Set task
Begin at the line below that contains "Expected output: one marker per instance of the grass". Repeat it and all remaining lines of the records exactly.

+--

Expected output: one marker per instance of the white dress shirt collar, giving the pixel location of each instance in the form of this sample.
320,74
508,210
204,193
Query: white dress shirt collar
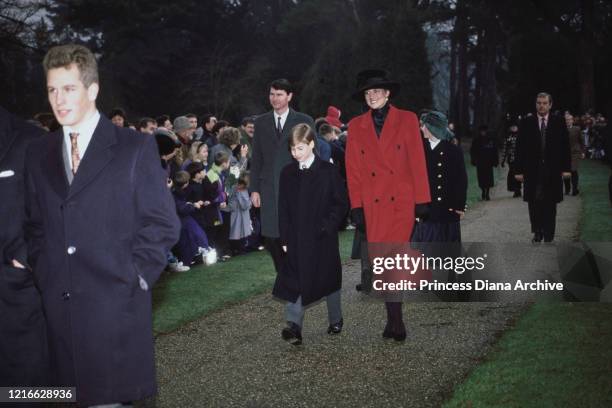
85,134
433,142
307,163
283,117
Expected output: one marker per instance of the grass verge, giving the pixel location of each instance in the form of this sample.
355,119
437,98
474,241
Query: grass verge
558,354
179,298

+--

Response for this exercise
Expected output: one marker per instance of the grass verge, giving the pixel location of each instance in the form of this sample.
355,119
437,98
474,241
Query: grass verge
558,354
179,298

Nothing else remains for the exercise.